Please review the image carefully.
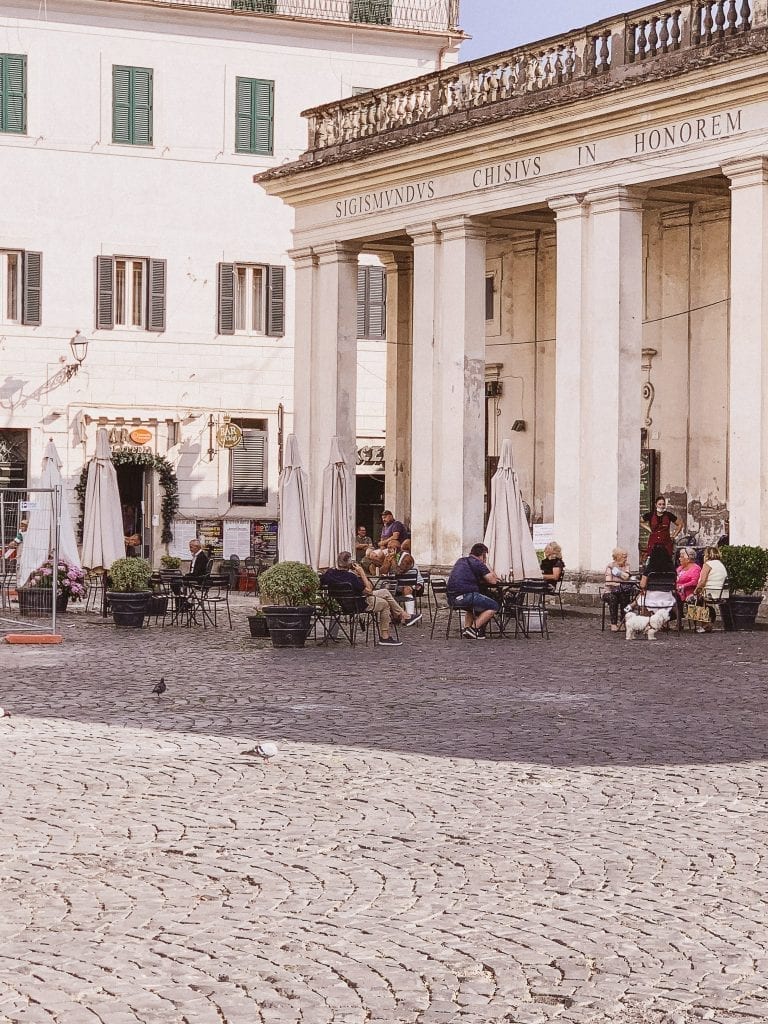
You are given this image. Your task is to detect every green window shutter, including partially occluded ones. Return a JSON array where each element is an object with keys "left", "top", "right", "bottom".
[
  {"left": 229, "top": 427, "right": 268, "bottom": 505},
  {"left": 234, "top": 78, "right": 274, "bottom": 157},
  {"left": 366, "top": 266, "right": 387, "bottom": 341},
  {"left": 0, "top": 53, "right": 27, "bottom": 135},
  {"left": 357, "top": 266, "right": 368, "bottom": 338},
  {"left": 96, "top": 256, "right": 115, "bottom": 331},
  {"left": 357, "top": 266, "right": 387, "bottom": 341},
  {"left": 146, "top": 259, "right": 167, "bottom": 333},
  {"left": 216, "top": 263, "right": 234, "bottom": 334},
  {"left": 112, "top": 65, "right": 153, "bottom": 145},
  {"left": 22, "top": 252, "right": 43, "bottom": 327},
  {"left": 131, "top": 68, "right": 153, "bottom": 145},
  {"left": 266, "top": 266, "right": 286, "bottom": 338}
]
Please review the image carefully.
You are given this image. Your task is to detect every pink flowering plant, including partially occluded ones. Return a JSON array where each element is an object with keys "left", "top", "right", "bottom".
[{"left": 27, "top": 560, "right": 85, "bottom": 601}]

================================

▶ **What to do**: Please state how many of the lines above contain the word "task", giving only the number.

▶ **Answer in full**: 2